Start Data listing

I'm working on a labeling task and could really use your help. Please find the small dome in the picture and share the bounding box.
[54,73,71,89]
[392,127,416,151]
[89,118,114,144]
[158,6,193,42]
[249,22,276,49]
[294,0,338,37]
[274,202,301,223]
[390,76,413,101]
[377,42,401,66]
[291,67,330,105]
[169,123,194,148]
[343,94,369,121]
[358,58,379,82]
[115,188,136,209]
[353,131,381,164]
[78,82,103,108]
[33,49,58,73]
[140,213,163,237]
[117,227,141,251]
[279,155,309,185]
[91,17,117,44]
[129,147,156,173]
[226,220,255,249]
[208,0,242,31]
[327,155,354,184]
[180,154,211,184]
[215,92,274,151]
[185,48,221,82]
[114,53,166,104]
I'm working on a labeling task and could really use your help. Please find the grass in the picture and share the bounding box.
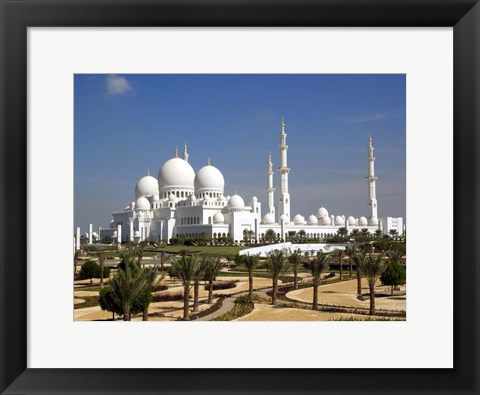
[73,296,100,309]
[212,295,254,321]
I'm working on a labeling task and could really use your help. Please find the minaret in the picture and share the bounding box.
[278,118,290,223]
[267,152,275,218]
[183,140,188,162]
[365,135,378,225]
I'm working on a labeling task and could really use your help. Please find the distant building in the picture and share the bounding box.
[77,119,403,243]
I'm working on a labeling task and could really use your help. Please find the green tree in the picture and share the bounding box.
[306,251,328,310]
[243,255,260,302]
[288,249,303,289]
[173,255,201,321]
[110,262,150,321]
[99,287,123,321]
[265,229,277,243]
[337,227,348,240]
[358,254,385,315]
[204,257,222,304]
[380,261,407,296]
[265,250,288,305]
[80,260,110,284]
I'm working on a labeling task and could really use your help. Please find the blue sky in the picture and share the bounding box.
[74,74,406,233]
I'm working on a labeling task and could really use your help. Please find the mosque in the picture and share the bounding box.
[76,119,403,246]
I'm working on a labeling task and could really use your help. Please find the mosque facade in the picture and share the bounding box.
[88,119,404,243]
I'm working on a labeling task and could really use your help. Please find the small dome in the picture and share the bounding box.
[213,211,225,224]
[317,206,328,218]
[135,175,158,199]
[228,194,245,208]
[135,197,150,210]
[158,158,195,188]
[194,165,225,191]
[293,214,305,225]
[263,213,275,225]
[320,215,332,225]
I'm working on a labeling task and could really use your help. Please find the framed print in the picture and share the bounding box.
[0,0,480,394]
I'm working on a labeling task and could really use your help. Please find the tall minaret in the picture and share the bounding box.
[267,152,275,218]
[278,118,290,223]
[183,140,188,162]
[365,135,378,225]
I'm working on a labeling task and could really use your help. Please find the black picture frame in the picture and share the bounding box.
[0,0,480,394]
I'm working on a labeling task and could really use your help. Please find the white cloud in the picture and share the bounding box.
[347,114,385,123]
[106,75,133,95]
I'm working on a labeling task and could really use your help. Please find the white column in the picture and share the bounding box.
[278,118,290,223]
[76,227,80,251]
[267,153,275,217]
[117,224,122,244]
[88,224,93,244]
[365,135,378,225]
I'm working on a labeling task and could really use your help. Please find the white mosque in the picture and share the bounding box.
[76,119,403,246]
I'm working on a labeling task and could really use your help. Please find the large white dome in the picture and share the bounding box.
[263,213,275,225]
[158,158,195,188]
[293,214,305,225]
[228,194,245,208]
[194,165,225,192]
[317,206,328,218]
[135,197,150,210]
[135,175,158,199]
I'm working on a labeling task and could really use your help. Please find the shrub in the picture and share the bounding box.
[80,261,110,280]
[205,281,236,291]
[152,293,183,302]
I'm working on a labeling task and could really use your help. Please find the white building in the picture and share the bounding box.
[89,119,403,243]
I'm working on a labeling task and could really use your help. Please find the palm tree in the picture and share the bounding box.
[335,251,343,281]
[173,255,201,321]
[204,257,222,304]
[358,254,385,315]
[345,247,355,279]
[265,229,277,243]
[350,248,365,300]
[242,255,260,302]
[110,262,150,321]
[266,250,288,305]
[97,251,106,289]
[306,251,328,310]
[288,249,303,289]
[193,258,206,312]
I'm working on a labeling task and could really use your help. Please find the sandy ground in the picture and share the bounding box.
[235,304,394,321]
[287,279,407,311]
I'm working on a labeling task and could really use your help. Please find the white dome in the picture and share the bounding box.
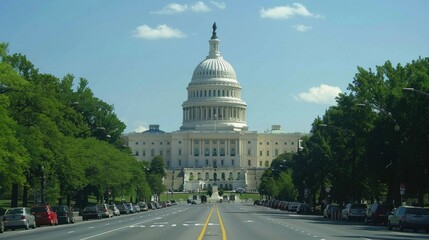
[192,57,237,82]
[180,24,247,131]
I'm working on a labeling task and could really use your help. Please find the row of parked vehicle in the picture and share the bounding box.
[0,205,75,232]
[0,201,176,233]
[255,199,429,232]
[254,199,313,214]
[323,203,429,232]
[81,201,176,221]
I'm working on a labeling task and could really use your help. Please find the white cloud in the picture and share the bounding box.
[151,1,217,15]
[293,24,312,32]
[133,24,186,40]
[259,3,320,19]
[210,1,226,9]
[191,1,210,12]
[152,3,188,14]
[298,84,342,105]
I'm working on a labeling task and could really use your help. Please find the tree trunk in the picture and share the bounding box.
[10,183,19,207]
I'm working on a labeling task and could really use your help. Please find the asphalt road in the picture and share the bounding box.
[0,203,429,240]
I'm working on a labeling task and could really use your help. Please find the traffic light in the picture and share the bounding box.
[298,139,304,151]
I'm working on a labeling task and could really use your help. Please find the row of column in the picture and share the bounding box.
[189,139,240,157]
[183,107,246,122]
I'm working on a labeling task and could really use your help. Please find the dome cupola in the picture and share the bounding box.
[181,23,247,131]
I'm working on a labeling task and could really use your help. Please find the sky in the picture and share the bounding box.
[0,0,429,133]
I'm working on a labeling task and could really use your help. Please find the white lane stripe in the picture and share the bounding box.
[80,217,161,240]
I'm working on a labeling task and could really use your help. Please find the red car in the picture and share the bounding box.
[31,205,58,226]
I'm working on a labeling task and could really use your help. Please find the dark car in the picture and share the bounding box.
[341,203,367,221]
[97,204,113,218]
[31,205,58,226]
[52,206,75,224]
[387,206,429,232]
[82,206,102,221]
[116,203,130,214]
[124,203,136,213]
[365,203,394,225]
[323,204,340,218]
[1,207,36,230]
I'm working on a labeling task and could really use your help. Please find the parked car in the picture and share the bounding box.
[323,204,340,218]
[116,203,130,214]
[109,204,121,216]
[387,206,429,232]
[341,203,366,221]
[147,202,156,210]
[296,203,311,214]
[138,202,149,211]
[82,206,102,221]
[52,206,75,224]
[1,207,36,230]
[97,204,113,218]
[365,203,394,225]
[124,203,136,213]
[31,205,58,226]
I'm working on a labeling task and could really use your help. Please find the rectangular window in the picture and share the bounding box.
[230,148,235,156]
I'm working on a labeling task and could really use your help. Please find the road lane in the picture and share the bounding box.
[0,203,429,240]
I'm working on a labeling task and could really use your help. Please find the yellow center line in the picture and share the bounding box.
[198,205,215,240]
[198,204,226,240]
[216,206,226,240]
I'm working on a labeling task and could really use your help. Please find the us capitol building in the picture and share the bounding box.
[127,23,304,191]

End Data listing
Start Data listing

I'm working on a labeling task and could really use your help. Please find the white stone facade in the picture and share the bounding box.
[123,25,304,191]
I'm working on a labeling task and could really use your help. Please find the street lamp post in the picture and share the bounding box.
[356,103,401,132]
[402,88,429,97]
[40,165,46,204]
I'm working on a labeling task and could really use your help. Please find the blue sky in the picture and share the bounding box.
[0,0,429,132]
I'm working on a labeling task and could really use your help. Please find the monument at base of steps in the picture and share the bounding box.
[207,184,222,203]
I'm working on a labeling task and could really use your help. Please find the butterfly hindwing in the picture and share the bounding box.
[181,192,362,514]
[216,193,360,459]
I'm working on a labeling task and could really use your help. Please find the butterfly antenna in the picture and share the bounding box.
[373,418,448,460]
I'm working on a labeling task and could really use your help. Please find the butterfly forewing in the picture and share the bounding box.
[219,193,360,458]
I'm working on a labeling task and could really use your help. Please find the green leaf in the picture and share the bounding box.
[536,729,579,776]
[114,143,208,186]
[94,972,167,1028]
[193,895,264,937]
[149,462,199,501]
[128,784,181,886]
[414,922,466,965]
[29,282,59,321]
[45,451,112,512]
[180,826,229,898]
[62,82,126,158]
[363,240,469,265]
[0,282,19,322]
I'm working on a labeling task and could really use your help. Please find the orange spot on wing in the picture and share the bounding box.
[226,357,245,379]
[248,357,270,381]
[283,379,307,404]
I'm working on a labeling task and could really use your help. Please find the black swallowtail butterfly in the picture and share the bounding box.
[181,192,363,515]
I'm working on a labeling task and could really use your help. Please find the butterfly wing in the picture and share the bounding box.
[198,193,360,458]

End Data listing
Start Data listing

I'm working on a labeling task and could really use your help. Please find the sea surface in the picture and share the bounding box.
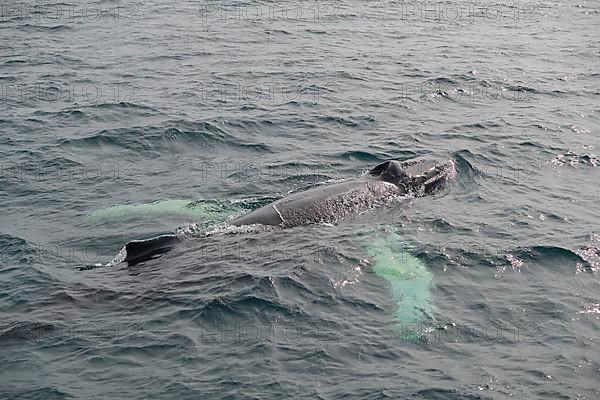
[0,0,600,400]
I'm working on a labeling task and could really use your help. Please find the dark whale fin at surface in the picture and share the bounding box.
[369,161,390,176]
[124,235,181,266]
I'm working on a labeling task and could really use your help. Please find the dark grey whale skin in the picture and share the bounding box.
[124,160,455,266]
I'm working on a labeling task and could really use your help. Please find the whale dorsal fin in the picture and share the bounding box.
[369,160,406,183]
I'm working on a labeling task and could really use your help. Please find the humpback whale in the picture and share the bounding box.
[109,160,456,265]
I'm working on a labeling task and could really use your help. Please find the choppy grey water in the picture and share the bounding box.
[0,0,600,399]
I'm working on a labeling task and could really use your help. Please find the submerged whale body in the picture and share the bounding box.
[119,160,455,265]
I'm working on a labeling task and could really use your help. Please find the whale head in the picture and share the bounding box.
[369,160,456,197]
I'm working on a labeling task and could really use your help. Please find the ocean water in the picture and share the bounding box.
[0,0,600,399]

End Data listing

# [Directive]
Format the records from the line containing "find the orange" through the line containing "[283,379,307,404]", both included, as a numbered list with blank lines left out.

# [Complete response]
1. I'm working on a labeling task and could really use your help. Please find the orange spot on wing in the picture and share the bounding box.
2. [226,357,245,379]
3. [248,357,270,381]
4. [283,379,307,404]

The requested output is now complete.